Work order |
Out of the records below, copy all lines in which the word "ball" occurs.

Information |

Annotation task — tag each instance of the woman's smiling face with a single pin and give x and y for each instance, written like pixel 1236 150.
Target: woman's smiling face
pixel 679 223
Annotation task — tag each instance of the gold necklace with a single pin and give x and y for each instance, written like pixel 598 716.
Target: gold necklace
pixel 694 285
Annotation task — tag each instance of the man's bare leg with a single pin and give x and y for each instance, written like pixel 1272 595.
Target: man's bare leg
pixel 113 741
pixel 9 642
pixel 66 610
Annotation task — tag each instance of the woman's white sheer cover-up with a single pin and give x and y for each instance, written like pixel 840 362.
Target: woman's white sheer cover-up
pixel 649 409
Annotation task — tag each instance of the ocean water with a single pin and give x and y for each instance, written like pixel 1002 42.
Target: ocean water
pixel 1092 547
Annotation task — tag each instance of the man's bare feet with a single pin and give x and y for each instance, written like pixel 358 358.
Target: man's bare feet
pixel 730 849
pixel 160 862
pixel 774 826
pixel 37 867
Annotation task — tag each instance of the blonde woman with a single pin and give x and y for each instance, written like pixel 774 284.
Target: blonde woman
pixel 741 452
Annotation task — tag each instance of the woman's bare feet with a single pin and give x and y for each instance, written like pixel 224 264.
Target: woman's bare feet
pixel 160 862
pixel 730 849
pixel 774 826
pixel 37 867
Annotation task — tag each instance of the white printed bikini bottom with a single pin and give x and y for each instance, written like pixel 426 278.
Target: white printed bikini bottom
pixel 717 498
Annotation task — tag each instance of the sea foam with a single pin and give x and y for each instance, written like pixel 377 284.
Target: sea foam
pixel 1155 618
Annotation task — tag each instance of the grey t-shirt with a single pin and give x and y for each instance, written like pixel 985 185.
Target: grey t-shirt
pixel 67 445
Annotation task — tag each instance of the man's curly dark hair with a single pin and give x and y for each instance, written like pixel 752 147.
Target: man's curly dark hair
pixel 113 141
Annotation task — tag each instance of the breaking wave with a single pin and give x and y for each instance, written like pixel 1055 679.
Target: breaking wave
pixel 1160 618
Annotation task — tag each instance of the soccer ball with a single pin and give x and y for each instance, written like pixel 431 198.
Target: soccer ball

Exercise solution |
Annotation task — tag each instance of the soccer ball with a single pin and give x and y for each instance, written like pixel 431 198.
Target: soccer ball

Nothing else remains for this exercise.